## [EXERCISE OBJECTIVE]
Summarize the passage on estimating the share of black socks in three sentences.

The standard statistical approach is to assume that the number of socks in the drawer is infinite, and to use the formula for the standard error of a proportion: SQRT([proportion] * [(1 - [proportion])/[number taken out]) or, more simply, SQRT(p*q/n). In this case, the standard error is SQRT(0.5*0.5/8) = 17.7%
However, this approach clearly does not work in all cases. For instance, if there are exactly eight socks in the drawer, then the sample consists of all of them. We are 100% sure that the proportion is exactly 50%.
If there are ten socks in the drawer, then the proportion of black socks ranges from 4/10 to 6/10. These extremes are within one standard error of the observed average. Or to phrase it differently, any reasonable confidence interval (80%, 90%, 95%) contains all possible values. The confidence interval is wider than what is possible.
What does this have to do with business problems? I encountered essentially the same situation when looking at the longitudinal behavior of patients visiting physicians. I had a sample of patients who had visited the physicians and was measuring the use of a particular therapy for a particular diagnosis. Overall, about 20-30% of all patients where in the longitudinal data. And, I had pretty good estimates of the number of diagnoses for each physician.

## [RECORDS PROVIDED]

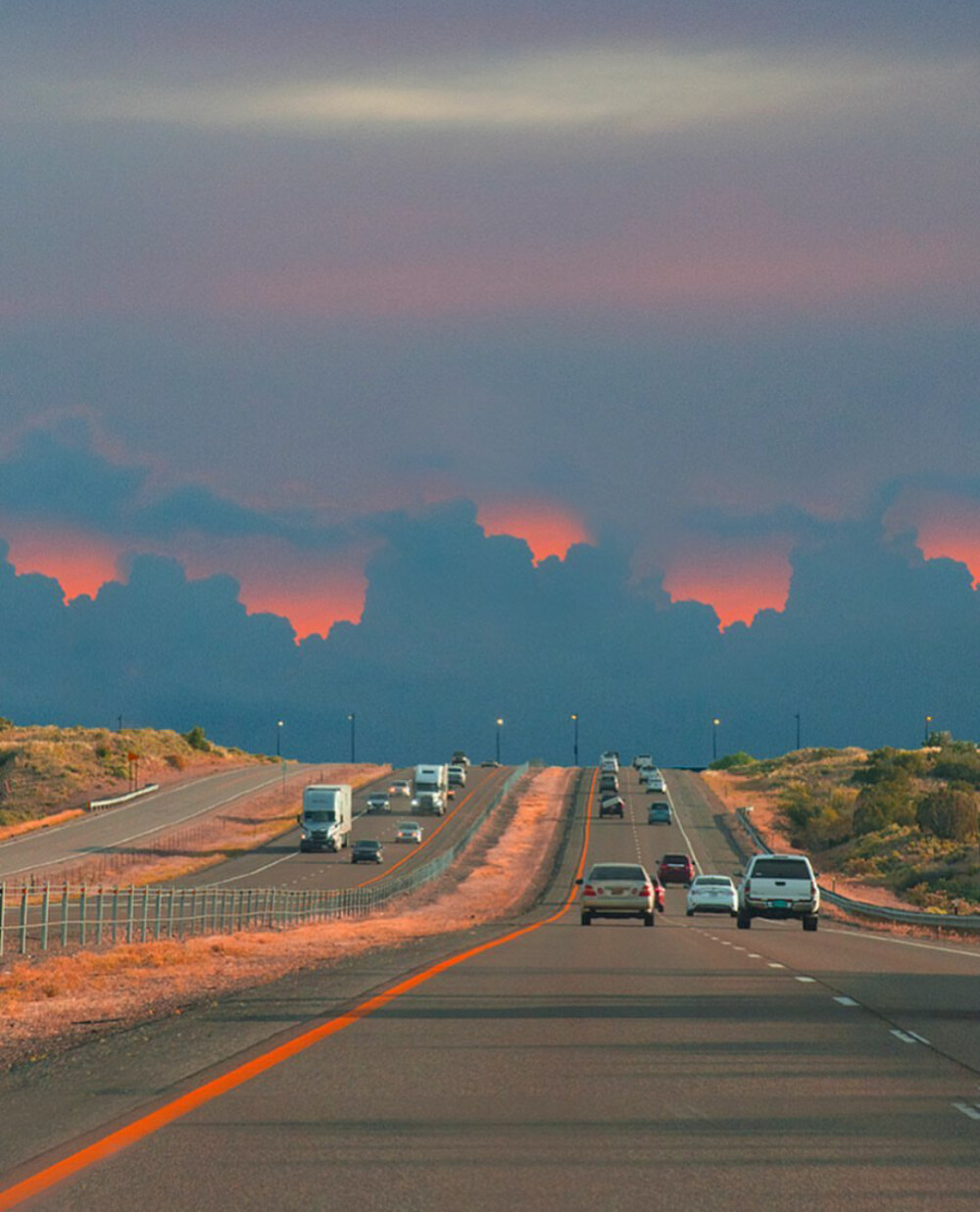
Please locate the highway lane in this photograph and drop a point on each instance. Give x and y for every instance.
(574, 1068)
(139, 819)
(281, 864)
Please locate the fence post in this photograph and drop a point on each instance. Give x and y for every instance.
(24, 911)
(45, 914)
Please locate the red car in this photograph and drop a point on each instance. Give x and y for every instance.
(677, 869)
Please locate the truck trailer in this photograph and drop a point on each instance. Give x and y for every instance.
(326, 817)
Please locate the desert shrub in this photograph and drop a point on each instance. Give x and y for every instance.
(950, 812)
(887, 763)
(197, 740)
(962, 766)
(888, 802)
(733, 760)
(817, 817)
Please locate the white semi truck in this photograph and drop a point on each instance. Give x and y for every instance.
(430, 788)
(326, 817)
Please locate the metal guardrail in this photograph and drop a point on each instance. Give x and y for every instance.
(62, 915)
(965, 922)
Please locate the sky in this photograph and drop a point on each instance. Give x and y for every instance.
(685, 293)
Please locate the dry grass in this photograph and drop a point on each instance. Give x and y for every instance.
(45, 771)
(60, 1000)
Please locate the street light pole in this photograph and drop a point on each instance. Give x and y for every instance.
(279, 751)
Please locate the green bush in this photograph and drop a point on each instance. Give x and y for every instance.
(731, 760)
(950, 812)
(888, 802)
(197, 740)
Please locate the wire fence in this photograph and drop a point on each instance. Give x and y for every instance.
(960, 922)
(41, 918)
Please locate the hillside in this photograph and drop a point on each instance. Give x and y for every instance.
(904, 822)
(47, 771)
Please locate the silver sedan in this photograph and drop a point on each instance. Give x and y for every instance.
(712, 894)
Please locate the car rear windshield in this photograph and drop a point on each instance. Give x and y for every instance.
(781, 869)
(613, 872)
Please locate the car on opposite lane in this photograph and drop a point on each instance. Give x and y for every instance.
(712, 894)
(618, 890)
(367, 850)
(677, 869)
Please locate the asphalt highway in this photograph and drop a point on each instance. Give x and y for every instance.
(280, 863)
(139, 819)
(542, 1065)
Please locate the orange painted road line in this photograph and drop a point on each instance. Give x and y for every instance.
(116, 1141)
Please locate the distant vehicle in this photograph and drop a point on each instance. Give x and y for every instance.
(675, 869)
(325, 817)
(367, 852)
(430, 788)
(618, 890)
(712, 894)
(612, 806)
(779, 886)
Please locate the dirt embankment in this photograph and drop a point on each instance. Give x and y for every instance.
(59, 1001)
(49, 775)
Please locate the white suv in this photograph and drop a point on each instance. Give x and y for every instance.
(779, 886)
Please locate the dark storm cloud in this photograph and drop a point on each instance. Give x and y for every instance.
(461, 628)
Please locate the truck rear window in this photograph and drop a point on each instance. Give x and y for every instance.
(781, 869)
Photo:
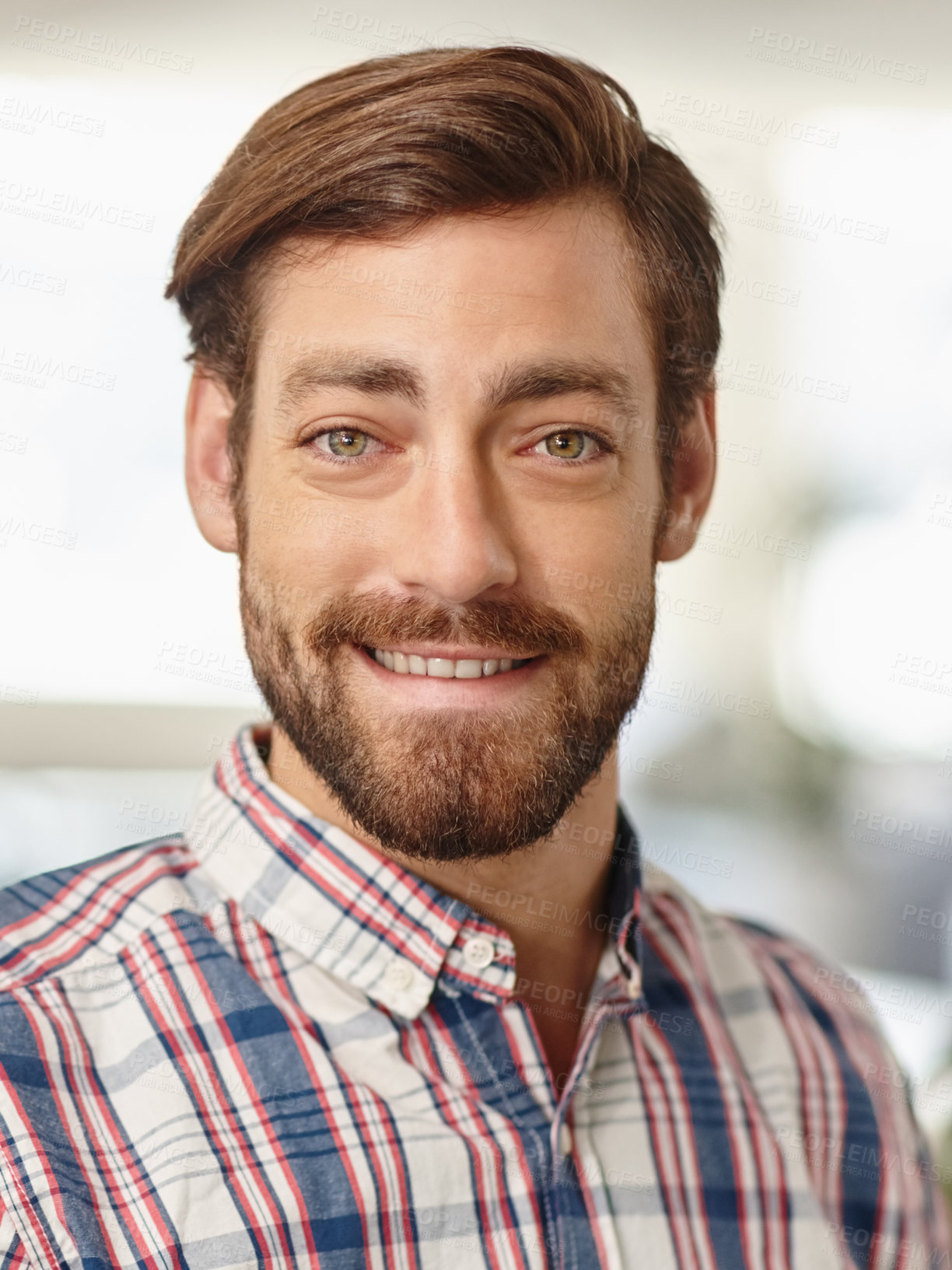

## [TASK RESPONSE]
The standard approach treats the number of socks in the drawer as infinite and uses the standard error of a proportion, SQRT(p*q/n), which comes to 17.7% for a 50% proportion from eight socks. This approach doesn't work when the drawer is small: with exactly eight socks the sample holds all of them, so the proportion is known to be 50%, and with ten socks any reasonable confidence interval is wider than what is possible. The writer ran into essentially the same situation when measuring how patients visiting physicians used a particular therapy for a particular diagnosis.